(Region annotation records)
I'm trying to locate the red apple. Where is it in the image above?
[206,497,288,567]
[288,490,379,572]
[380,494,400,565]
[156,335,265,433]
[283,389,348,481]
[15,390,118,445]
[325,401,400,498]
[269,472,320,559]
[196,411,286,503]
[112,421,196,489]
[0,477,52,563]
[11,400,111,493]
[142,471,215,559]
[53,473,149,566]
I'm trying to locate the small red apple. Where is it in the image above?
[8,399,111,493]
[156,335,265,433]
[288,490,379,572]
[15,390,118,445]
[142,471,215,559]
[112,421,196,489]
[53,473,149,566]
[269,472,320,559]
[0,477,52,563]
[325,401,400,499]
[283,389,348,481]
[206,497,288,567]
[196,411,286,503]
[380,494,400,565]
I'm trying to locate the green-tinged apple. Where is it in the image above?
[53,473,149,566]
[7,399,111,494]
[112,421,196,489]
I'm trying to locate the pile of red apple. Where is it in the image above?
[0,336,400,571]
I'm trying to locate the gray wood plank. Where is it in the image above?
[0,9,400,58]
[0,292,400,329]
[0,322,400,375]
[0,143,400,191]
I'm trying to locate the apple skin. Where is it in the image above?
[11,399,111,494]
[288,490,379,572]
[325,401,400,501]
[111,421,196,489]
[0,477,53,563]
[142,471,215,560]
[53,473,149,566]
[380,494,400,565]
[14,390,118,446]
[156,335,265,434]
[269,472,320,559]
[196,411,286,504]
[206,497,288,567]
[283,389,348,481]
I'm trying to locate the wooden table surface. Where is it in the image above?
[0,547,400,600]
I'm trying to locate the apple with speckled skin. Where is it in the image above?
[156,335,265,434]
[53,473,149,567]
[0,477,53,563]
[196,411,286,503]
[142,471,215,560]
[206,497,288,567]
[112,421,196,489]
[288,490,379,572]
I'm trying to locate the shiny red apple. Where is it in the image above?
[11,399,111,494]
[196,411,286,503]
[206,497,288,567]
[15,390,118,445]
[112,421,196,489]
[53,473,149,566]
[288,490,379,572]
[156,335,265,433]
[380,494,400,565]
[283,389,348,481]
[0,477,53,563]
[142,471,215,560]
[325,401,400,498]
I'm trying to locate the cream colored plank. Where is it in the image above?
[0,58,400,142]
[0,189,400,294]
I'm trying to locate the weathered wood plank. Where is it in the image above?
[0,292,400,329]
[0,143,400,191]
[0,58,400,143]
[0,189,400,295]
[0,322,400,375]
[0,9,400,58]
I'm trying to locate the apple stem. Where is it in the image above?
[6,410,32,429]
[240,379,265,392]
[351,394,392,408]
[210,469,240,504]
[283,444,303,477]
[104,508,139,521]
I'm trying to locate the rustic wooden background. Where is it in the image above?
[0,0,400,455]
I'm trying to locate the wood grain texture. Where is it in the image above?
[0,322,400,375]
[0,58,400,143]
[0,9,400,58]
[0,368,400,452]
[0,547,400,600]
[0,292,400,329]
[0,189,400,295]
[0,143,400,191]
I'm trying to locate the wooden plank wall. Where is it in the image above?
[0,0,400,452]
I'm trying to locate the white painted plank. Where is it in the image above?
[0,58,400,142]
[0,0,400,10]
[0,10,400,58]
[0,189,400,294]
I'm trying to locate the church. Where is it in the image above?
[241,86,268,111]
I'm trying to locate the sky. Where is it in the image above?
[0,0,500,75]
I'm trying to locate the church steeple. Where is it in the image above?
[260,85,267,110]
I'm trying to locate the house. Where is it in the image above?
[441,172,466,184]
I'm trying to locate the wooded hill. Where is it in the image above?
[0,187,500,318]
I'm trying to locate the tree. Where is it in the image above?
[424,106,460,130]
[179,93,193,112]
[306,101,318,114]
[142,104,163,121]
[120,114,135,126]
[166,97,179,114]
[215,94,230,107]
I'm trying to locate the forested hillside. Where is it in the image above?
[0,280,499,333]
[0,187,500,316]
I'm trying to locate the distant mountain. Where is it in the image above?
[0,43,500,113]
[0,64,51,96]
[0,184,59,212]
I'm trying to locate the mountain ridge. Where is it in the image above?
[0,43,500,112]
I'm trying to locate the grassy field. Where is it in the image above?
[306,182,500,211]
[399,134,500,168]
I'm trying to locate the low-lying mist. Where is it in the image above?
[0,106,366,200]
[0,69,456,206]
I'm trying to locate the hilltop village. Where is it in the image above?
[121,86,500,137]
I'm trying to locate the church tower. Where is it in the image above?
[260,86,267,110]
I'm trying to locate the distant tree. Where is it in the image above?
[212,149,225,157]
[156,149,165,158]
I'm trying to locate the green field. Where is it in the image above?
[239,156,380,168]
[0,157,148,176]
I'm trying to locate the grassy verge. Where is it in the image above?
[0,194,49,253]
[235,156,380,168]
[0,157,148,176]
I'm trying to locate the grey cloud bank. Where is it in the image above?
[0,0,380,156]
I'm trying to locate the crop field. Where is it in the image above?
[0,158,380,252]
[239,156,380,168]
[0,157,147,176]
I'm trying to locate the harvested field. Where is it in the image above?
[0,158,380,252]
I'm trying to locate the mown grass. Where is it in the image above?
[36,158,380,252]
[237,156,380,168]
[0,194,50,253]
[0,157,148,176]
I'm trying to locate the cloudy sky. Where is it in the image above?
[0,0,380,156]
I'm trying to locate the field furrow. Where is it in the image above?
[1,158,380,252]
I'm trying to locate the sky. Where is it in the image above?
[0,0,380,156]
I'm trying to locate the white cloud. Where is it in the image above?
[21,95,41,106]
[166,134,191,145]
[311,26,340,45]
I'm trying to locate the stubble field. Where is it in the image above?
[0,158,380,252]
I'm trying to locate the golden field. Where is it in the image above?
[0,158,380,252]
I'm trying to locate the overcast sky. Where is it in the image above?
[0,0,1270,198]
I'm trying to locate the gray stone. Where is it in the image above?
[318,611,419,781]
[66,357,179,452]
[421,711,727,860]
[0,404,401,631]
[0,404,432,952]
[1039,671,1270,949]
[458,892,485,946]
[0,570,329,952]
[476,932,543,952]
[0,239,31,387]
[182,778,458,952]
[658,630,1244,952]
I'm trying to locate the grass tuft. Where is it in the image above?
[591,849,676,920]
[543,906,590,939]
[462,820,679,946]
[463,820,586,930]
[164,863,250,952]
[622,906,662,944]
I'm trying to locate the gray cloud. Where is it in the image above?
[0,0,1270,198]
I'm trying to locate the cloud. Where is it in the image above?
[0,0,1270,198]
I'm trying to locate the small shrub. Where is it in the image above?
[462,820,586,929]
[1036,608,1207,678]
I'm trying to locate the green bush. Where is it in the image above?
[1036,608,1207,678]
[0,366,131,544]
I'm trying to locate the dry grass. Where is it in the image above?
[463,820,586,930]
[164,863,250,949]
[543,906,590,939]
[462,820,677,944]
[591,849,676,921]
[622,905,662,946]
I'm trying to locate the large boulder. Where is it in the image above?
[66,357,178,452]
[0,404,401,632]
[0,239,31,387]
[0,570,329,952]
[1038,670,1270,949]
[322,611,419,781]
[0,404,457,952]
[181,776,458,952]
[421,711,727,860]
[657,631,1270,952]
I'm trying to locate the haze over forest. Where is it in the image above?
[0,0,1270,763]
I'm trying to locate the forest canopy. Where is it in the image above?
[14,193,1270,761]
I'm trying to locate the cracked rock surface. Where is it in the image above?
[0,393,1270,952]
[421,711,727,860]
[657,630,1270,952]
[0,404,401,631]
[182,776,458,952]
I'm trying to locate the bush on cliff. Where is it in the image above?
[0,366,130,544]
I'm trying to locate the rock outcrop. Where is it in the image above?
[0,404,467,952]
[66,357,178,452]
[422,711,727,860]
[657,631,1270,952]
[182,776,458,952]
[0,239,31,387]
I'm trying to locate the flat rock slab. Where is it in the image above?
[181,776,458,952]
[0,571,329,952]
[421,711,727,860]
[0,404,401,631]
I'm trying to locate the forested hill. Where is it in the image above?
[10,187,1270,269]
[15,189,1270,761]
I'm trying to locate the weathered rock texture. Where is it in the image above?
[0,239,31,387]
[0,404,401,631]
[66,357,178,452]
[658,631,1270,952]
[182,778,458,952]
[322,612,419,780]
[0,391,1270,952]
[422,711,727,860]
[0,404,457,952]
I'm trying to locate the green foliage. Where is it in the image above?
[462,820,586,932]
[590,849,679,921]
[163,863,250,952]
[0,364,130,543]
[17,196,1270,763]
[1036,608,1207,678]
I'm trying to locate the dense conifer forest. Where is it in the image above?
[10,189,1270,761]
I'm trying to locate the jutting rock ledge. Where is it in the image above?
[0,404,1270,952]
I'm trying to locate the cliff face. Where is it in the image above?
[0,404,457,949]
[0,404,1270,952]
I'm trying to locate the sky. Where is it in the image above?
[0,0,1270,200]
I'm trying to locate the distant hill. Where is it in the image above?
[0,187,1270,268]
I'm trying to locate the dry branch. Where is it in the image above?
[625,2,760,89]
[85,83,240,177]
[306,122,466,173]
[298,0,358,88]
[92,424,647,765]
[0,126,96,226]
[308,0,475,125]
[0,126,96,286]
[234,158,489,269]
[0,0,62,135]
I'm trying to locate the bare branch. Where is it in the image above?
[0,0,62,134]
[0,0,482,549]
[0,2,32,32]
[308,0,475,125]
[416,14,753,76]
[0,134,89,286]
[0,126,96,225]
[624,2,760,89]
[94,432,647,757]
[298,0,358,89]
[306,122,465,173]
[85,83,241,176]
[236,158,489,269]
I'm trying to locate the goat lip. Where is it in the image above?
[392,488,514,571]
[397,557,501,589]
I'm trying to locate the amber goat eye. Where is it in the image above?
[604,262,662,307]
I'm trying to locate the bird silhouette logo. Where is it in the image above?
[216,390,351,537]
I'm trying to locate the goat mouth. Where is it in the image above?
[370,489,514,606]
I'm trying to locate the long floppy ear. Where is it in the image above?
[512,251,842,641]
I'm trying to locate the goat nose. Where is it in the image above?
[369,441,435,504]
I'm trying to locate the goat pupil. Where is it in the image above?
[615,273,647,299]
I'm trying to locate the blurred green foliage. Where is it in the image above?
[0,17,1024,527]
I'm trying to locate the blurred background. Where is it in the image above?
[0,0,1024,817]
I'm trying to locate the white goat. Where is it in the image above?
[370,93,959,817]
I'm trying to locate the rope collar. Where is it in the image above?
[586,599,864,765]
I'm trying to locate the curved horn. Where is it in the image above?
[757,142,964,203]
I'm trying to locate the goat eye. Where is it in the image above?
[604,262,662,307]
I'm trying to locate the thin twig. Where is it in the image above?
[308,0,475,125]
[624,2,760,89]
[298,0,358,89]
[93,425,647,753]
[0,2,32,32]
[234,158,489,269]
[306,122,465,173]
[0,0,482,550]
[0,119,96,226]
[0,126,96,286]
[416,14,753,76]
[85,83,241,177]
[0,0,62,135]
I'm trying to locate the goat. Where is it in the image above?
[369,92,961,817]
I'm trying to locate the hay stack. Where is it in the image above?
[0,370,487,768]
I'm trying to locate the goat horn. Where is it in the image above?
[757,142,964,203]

_Required task_.
Format the material from the line containing "I'm trying to locate the goat horn." through the end as a two-column CSV with the columns request and box. Give one row per request, put each field in quotation marks, and replace any line breaks with spaces.

_Answer below_.
request,box
"I'm trying to locate the goat horn. Where is it in the image above?","[757,142,964,203]"